BEGIN RECORDED INFORMATION

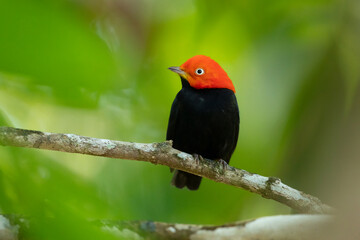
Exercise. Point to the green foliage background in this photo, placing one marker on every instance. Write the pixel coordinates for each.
(99, 68)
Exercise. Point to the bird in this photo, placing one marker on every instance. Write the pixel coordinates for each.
(204, 119)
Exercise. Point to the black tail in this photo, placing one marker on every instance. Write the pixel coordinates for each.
(182, 179)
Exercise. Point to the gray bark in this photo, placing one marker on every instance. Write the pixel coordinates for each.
(162, 153)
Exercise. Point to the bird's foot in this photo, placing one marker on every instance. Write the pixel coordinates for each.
(223, 164)
(198, 158)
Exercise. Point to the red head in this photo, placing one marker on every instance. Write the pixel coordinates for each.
(203, 72)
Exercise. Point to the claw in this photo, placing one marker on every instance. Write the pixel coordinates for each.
(223, 164)
(197, 158)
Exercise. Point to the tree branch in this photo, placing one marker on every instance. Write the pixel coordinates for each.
(163, 153)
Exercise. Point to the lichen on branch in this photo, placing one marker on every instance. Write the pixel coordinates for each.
(162, 153)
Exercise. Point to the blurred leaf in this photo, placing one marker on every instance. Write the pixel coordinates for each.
(53, 44)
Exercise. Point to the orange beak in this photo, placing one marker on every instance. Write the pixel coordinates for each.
(178, 71)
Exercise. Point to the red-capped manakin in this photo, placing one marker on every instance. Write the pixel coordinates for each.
(204, 118)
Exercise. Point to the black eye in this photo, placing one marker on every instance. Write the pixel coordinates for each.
(199, 71)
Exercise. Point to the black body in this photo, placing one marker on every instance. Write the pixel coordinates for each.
(204, 122)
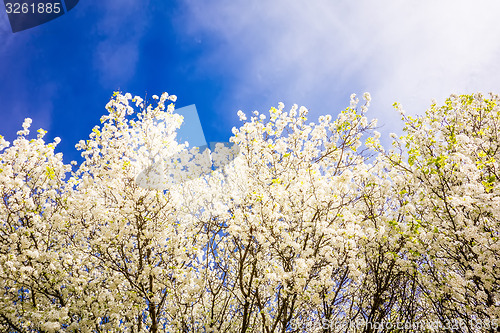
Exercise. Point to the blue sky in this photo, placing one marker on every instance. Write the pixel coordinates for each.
(227, 55)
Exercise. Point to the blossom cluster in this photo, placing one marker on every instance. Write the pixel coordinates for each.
(307, 222)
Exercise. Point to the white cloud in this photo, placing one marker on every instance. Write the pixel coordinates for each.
(318, 52)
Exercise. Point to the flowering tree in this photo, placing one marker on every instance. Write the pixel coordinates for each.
(312, 227)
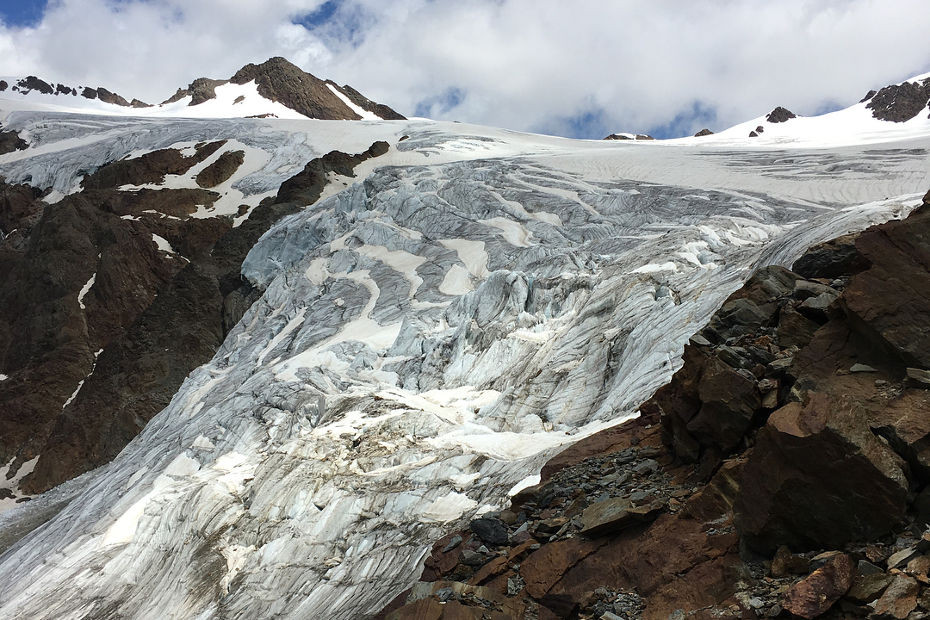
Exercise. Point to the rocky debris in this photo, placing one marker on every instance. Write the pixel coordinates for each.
(10, 141)
(623, 136)
(815, 594)
(200, 90)
(31, 83)
(780, 115)
(221, 170)
(823, 490)
(821, 449)
(918, 377)
(150, 168)
(279, 80)
(104, 95)
(363, 102)
(899, 600)
(900, 102)
(148, 314)
(832, 259)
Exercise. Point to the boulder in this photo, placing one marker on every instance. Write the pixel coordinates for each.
(780, 115)
(816, 593)
(491, 531)
(899, 599)
(831, 259)
(613, 515)
(817, 477)
(888, 304)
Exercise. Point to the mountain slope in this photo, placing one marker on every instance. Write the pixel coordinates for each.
(420, 341)
(275, 88)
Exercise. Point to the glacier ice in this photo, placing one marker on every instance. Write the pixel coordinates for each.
(425, 340)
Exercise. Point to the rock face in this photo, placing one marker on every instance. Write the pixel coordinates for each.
(778, 447)
(422, 341)
(10, 141)
(900, 102)
(129, 308)
(281, 81)
(277, 80)
(780, 115)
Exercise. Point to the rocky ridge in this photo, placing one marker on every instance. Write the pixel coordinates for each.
(781, 473)
(108, 303)
(277, 80)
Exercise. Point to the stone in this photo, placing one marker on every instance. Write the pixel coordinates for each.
(899, 598)
(816, 307)
(780, 115)
(794, 329)
(867, 568)
(918, 378)
(831, 259)
(616, 514)
(816, 593)
(820, 454)
(902, 557)
(867, 588)
(491, 531)
(786, 563)
(455, 542)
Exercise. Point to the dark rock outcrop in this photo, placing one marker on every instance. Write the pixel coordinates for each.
(31, 83)
(281, 81)
(780, 115)
(900, 102)
(820, 469)
(222, 169)
(367, 104)
(10, 141)
(149, 314)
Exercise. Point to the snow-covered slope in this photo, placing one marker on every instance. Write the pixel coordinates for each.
(275, 88)
(426, 337)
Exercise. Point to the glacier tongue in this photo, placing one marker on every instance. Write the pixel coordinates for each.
(425, 340)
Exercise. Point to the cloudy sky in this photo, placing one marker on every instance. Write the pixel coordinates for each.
(583, 68)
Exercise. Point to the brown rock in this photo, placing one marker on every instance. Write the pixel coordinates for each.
(548, 564)
(816, 593)
(888, 304)
(220, 170)
(786, 563)
(867, 588)
(820, 454)
(899, 599)
(616, 514)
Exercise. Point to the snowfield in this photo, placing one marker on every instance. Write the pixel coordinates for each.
(429, 334)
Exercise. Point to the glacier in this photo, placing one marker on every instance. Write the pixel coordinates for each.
(429, 334)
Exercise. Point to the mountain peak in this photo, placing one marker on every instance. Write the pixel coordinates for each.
(280, 80)
(281, 89)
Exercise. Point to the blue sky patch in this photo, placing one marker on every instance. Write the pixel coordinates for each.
(439, 105)
(22, 13)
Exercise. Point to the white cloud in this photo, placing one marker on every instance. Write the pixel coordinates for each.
(524, 64)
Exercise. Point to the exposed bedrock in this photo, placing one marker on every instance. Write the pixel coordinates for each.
(107, 303)
(782, 472)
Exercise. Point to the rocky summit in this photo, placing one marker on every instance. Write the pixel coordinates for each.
(269, 349)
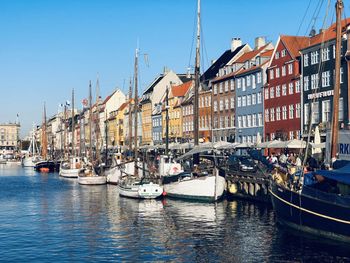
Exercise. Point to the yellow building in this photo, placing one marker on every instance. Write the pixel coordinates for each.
(176, 95)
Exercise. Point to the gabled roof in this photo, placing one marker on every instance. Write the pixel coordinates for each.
(211, 72)
(251, 54)
(294, 43)
(181, 90)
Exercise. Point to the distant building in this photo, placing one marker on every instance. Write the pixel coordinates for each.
(9, 137)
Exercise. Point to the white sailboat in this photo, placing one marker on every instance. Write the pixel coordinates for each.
(32, 157)
(194, 186)
(133, 186)
(72, 167)
(88, 175)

END RECORDED INFORMATION

▶ SET TASK
Take the data above and repeat it exactly, leaving each picture out.

▶ SOLUTION
Exercise. Point to the green foliage background in this photo, placing one marker on every instance. Write the pixel coordinates for each.
(99, 68)
Exercise. Point to the bird in this photo, placing one marker on every instance. Write the pixel coordinates for each.
(204, 119)
Exercise. Point to the black tail in this photo, placing one marker on every instance. Write the pixel coordinates for each.
(182, 179)
Exercise. Point to the gray bark in this photo, placing one marker on every instance. Write the pixel coordinates for each.
(162, 153)
Exercise. Point to the bird's foot in this photo, placing one marker on every instance. Write the pixel coordinates for each.
(223, 164)
(198, 158)
Exercise. Point to the red head in this photo, placing one marker on every instance. Write the pixel coordinates for each.
(203, 72)
Exercise. Point to the claw in this photo, placing one marker on every instance. Write the pixel coordinates for each.
(223, 164)
(197, 158)
Exercise. Point to the tree branch in this photo, placing one marker on every instance. Write the pixel coordinates for each.
(163, 153)
Exercise. Point to the lichen on branch in this photo, placing one marker on every instance. Write the pixel coordinates for each.
(162, 153)
Exercise. Point to the blurred leaf in this photo, placing one marker on every instance. Write the pixel coordinates for each.
(53, 44)
Exercise. Point to the orange beak in this photo, placing one marker on every instance. Write the pixel coordinates for each.
(178, 71)
Exercise. Point to the red-capped manakin in this photo, placing one marker on every instance. Write the pixel coordinates for each.
(204, 118)
Exercise. Point to the black eye in this photo, placing one marker on every instance. Write the pixel coordinates for each.
(199, 71)
Exercise. Point to the black body in this photo, placing one marker on every instance. Write the pixel coordinates for each.
(204, 122)
Exercise. Point to the blue sky in this photo, placing one marker on every instance. Write the pixel coordinates for each.
(227, 55)
Exercise. Point to the blossom cluster in this photo, placing one marker on every instance. Write the pixel coordinates for each.
(307, 222)
Exercise. Point to the white cloud in this photo, placing one marker on every instance. Write the pixel coordinates for each.
(318, 52)
Exercise. Point to the flowering tree in this photo, placing one marker on every instance. Write the pixel coordinates for each.
(312, 227)
Exercise. Point to the rocky debris in this photo, placing one marker on every instance. Write the pixel coordinates for each.
(10, 141)
(623, 136)
(815, 594)
(200, 90)
(31, 83)
(780, 115)
(221, 170)
(823, 490)
(821, 449)
(918, 377)
(150, 168)
(279, 80)
(104, 95)
(363, 102)
(899, 600)
(900, 102)
(148, 314)
(832, 259)
Exercise. Point to the boulder in this photo, placing one marker on every instance. Write the pixel coordinates for each.
(780, 115)
(816, 593)
(491, 531)
(899, 599)
(831, 259)
(613, 515)
(817, 477)
(888, 304)
Exercise. Point to the mountain slope in this photo, placing one marker on every instance. Write the pixel coordinates for each.
(420, 341)
(275, 88)
Exercise. Point to the glacier ice in this photo, placing one marker on every instance. Write the pixel coordinates for each.
(425, 340)
Exercise. Point to the rock face in this photo, placing one marker on every instance. Write the pixel coordinates for each.
(778, 447)
(422, 341)
(10, 141)
(900, 102)
(129, 308)
(281, 81)
(277, 80)
(780, 115)
Exercise. Point to the rocky ridge in this photo, placing one marker on every instance. Write the pixel coordinates for each.
(781, 473)
(108, 303)
(277, 80)
Exercise. Point to the stone in this photo, placing one marker on every instance. Write the pixel coordinates for each.
(899, 598)
(816, 307)
(780, 115)
(794, 329)
(867, 568)
(918, 378)
(831, 259)
(616, 514)
(816, 593)
(820, 454)
(902, 557)
(867, 588)
(491, 531)
(786, 563)
(455, 542)
Exercise. Point to the dark rock outcrop in this photo, placing one marker on every instance. Write the pixel coordinates for each.
(31, 83)
(281, 81)
(780, 115)
(900, 102)
(820, 469)
(222, 169)
(367, 104)
(10, 141)
(149, 314)
Exercise. Point to the snow-covered slope in this photo, placing one marker on every instance. Write the pixel coordinates for each.
(275, 88)
(426, 337)
Exercise. Point to the glacier tongue in this photo, placing one marker on every instance. Write the pixel coordinates for each.
(425, 340)
Exercise. Point to the cloudy sky in this photo, placing one marker on every instance. Write the pixel coordinates for each.
(583, 68)
Exercise. Point to the brown rock in this photo, placing one marker on every instance. Write the pixel coordinates for each.
(548, 564)
(816, 593)
(888, 304)
(220, 170)
(786, 563)
(867, 588)
(820, 454)
(899, 599)
(616, 514)
Exercise. Point to the snowfield in this photo, placing one marker on every instance. Write the pixel coordinates for each.
(429, 334)
Exercise. Point to the glacier in this photo, placing one marker on every instance. Write the pixel coordinates for each.
(429, 334)
Exercise. Point to the mountain peak in this photo, placing one marker on every instance. Write the pixel coordinates for each.
(280, 80)
(281, 89)
Exercise. Point to the blue sky patch in this photo, placing one marker on every instance. Write the pixel coordinates for each.
(439, 105)
(22, 13)
Exercise. Point to the white cloud in this photo, placing one marker on every instance. Write the pixel coordinates for each.
(524, 64)
Exercise. Point to the exposed bedrock in this photo, placing one marker on every instance. Write the pixel coordinates for each.
(107, 303)
(782, 472)
Exercise. Point to the rocky summit in this photo, placing one marker on every instance. Write the pixel coordinates for each.
(269, 349)
Exercise. Point to the yellow building in this photo, placing one marker on every instance. Write the pixel coordinates for each.
(176, 95)
Exercise. Point to the gabled roof in this photo, placing one marker on every instance. Write the pixel coordinates for each.
(211, 72)
(251, 54)
(294, 43)
(181, 90)
Exercise. Point to the distant building in this photo, placing one marker on every instance. Write the pixel coordinates for each.
(9, 137)
Exercise. Point to the white sailboat in this photo, placing one marker on every instance. Write the pixel coordinates for each.
(32, 157)
(194, 186)
(133, 186)
(72, 167)
(88, 175)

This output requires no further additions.